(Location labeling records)

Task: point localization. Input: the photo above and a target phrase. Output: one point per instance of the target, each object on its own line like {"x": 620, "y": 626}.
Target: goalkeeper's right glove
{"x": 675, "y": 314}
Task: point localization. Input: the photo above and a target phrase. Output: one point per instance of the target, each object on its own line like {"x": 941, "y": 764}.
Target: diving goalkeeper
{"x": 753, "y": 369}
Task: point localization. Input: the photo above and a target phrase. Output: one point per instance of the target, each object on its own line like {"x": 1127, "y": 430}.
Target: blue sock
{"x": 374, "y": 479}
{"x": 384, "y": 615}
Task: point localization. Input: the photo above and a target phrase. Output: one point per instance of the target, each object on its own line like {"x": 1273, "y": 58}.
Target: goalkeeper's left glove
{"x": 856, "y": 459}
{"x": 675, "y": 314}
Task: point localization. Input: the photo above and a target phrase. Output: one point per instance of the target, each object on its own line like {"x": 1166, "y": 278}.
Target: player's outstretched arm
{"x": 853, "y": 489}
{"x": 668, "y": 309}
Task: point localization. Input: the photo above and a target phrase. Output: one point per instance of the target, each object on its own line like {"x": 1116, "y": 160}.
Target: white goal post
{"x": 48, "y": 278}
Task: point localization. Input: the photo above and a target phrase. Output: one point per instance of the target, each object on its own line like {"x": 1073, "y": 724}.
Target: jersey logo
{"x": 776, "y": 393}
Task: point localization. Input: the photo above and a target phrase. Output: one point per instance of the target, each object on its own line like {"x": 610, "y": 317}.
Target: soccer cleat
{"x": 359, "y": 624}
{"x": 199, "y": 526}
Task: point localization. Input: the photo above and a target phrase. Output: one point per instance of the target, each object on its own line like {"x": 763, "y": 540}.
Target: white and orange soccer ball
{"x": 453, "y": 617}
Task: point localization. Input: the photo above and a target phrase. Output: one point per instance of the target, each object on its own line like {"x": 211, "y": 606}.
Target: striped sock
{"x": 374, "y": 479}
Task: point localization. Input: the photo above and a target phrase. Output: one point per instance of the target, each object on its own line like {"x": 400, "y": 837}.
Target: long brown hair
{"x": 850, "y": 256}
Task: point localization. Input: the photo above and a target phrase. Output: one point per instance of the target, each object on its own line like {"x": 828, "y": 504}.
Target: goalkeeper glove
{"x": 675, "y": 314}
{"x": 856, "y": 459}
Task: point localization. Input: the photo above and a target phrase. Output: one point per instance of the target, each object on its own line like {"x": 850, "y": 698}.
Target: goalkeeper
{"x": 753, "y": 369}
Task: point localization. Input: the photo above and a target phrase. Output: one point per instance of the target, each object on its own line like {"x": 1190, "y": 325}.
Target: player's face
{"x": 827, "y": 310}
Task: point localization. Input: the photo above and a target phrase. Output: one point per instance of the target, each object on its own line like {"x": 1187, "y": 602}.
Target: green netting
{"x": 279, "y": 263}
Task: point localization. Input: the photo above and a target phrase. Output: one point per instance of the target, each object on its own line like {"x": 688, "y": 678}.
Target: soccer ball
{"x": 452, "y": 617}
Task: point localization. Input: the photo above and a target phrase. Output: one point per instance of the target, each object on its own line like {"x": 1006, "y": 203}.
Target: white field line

> WORK TO COMPLETE: How many lines in the records above contain the string "soccer"? Case counts, and give only the number.

> REPLY TO THE TASK: 3